▸ **Goal of the exercise**: Find every line in the rows below that contains the word "blue" and copy each of those lines. Letter case matters.

[Excerpts from a detection dataset]
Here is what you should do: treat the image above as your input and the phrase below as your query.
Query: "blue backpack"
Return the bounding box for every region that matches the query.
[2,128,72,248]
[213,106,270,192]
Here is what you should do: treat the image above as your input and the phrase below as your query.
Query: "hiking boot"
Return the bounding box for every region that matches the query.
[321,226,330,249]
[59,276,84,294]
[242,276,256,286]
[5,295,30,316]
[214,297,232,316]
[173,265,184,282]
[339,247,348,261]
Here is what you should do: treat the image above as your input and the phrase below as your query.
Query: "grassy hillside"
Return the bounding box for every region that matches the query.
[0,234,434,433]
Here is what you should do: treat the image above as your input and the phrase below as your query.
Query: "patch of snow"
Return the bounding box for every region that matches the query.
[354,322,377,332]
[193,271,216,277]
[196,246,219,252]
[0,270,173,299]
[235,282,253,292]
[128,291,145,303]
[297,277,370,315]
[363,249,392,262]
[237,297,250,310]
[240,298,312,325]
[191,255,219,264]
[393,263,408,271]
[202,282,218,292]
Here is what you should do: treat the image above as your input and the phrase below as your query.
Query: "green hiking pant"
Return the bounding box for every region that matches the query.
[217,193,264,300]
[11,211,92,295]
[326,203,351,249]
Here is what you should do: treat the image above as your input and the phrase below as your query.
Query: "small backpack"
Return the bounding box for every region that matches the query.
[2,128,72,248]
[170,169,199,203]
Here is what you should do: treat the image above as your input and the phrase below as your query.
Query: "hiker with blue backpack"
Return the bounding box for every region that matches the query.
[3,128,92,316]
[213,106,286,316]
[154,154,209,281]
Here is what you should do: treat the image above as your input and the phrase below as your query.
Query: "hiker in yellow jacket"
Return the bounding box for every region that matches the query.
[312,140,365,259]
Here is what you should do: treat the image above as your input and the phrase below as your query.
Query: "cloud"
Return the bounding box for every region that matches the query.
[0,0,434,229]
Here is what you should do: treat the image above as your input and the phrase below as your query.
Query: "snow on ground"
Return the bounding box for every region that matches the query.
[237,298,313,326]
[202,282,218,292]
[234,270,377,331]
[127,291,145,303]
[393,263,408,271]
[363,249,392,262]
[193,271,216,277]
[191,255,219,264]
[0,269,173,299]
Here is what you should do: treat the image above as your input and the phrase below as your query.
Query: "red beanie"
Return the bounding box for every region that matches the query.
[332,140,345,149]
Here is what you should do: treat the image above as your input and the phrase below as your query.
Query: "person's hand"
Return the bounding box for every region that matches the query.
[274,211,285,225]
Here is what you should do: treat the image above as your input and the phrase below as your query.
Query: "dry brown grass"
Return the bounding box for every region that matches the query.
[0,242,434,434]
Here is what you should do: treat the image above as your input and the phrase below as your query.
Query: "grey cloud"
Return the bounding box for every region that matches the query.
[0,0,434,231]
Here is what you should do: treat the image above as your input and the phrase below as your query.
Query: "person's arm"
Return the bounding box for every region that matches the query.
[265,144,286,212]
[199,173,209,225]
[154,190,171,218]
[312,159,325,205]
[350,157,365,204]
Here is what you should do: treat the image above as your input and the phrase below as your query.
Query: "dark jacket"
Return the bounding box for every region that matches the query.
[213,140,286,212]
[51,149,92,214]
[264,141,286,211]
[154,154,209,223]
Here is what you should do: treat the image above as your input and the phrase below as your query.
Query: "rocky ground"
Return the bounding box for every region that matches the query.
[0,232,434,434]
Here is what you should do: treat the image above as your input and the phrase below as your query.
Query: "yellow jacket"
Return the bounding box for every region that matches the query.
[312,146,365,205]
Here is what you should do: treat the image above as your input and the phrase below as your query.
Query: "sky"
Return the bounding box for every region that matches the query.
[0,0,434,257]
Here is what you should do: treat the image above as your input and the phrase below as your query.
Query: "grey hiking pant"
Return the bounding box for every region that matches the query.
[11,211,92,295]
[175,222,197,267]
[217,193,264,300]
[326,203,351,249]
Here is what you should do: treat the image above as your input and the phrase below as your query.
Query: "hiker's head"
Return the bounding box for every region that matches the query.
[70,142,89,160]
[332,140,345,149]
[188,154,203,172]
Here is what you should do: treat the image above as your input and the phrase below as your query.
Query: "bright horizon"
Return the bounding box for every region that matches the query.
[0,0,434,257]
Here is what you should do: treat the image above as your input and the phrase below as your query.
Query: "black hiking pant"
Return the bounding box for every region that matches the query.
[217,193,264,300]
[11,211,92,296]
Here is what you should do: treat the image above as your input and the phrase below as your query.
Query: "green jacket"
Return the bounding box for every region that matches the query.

▸ **Complete answer**:
Query: "blue backpack"
Query: "hiker with blue backpack"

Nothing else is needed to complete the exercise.